## Exercise directions
Extend the worked solution on identifying oxidized and reduced elements, given below, starting right after its final sentence.

## Quoted passage
====
Which element is oxidized, and which is reduced in the following reactions? (a) \(\mathrm{N}_{2}(g)+3 \mathrm{H}_{2}(g) \longrightarrow 2 \mathrm{NH}_{3}(g)\) (b) \(3 \mathrm{Fe}\left(\mathrm{NO}_{3}\right)_{2}(a q)+2 \mathrm{Al}(s) \longrightarrow\) $$ 3 \mathrm{Fe}(s)+2 \mathrm{Al}\left(\mathrm{NO}_{3}\right)_{3}(a q) $$ (c) \(\mathrm{Cl}_{2}(a q)+2 \mathrm{NaI}(a q) \longrightarrow \mathrm{I}_{2}(a q)+2 \mathrm{NaCl}(a q)\) (d) \(\mathrm{PbS}(s)+4 \mathrm{H}_{2} \mathrm{O}_{2}(a q) \longrightarrow \mathrm{PbSO}_{4}(s)+4 \mathrm{H}_{2} \mathrm{O}(I)\)

Short Answer

Expert verified
In the given reactions: (a) N is reduced and H is oxidized. (b) Fe is reduced and Al is oxidized. (c) Cl is reduced and I is oxidized. (d) S is oxidized and O is reduced.

Step by step solution

01

Assign Oxidation Numbers

First, assign oxidation numbers to each element in the reactants and products: In \(\mathrm{N}_{2}\), the oxidation number of N is 0. In \(\mathrm{H}_{2}\), the oxidation number of H is 0. In \(\mathrm{NH}_{3}\), the oxidation number of N is -3 and that of H is +1.
02

Identify Oxidation and Reduction

Compare the oxidation numbers of the elements in the reactants and products: N (oxidation number) changes from 0 to -3. H (oxidation number) changes from 0 to +1. In this reaction, N is reduced (its oxidation number decreases), and H is oxidized (its oxidation number increases). (b) \(3 \mathrm{Fe}\left(\mathrm{NO}_{3}\right)_{2}(a q)+2 \mathrm{Al}(s) \longrightarrow 3 \mathrm{Fe}(s)+2 \mathrm{Al}\left(\mathrm{NO}_{3}\right)_{3}(a q)\)
====
## Extracted information
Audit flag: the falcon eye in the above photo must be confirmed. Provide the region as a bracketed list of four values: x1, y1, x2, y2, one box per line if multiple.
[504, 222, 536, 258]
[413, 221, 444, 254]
====
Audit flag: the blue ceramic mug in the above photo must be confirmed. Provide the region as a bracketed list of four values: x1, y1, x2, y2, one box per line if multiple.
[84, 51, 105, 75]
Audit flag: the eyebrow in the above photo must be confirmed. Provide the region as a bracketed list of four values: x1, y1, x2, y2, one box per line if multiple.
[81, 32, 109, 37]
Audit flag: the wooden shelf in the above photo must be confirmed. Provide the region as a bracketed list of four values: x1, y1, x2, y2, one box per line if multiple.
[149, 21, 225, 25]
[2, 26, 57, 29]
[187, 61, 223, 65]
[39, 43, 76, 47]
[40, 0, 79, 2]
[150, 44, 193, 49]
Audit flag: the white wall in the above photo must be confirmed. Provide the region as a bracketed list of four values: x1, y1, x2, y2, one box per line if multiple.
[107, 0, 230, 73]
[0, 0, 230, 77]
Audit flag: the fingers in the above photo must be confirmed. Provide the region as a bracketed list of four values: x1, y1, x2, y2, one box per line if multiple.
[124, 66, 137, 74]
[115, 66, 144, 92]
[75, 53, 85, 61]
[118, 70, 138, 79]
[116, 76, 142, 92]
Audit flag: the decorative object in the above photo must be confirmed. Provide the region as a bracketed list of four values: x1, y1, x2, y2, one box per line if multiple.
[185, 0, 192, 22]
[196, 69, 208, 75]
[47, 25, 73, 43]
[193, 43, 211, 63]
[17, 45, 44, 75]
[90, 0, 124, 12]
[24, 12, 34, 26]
====
## Answer to this exercise
03

Assign Oxidation Numbers

First, assign oxidation numbers to each element in the reactants and products: In \(\mathrm{Fe(NO}_3)_2\), the oxidation number of Fe is +2, N is +5, and O is -2. In \(\mathrm{Al}\), the oxidation number of Al is 0. In \(\mathrm{Fe}\), the oxidation number of Fe is 0. In \(\mathrm{Al(NO}_3)_3\), the oxidation number of Al is +3, N is +5, and O is -2.
04

Identify Oxidation and Reduction

Compare the oxidation numbers of the elements in the reactants and products: Fe (oxidation number) changes from +2 to 0. Al (oxidation number) changes from 0 to +3. In this reaction, Fe is reduced (its oxidation number decreases), and Al is oxidized (its oxidation number increases). (c) \(\mathrm{Cl}_{2}(a q)+2 \mathrm{NaI}(a q) \longrightarrow \mathrm{I}_{2}(a q)+2 \mathrm{NaCl}(a q)\)
05

Assign Oxidation Numbers

First, assign oxidation numbers to each element in the reactants and products: In \(\mathrm{Cl}_2\), the oxidation number of Cl is 0. In \(\mathrm{NaI}\), the oxidation number of Na is +1 and I is -1. In \(\mathrm{I}_2\), the oxidation number of I is 0. In \(\mathrm{NaCl}\), the oxidation number of Na is +1 and Cl is -1.
06

Identify Oxidation and Reduction

Compare the oxidation numbers of the elements in the reactants and products: Cl (oxidation number) changes from 0 to -1. I (oxidation number) changes from -1 to 0. In this reaction, Cl is reduced (its oxidation number decreases), and I is oxidized (its oxidation number increases). (d) \(\mathrm{PbS}(s)+4 \mathrm{H}_{2} \mathrm{O}_{2}(a q) \longrightarrow \mathrm{PbSO}_{4}(s)+4 \mathrm{H}_{2} \mathrm{O}(l)\)
07

Assign Oxidation Numbers

First, assign oxidation numbers to each element in the reactants and products: In \(\mathrm{PbS}\), the oxidation number of Pb is +2 and S is -2. In \(\mathrm{H}_2\mathrm{O}_2\), the oxidation number of H is +1 and O is -1. In \(\mathrm{PbSO}_4\), the oxidation number of Pb is +2, S is +6, and O is -2. In \(\mathrm{H}_2\mathrm{O}\), the oxidation number of H is +1 and O is -2.
08

Identify Oxidation and Reduction

Compare the oxidation numbers of the elements in the reactants and products: S (oxidation number) changes from -2 to +6. O (oxidation number) changes from -1 to -2. In this reaction, S is oxidized (its oxidation number increases), and O is reduced (its oxidation number decreases).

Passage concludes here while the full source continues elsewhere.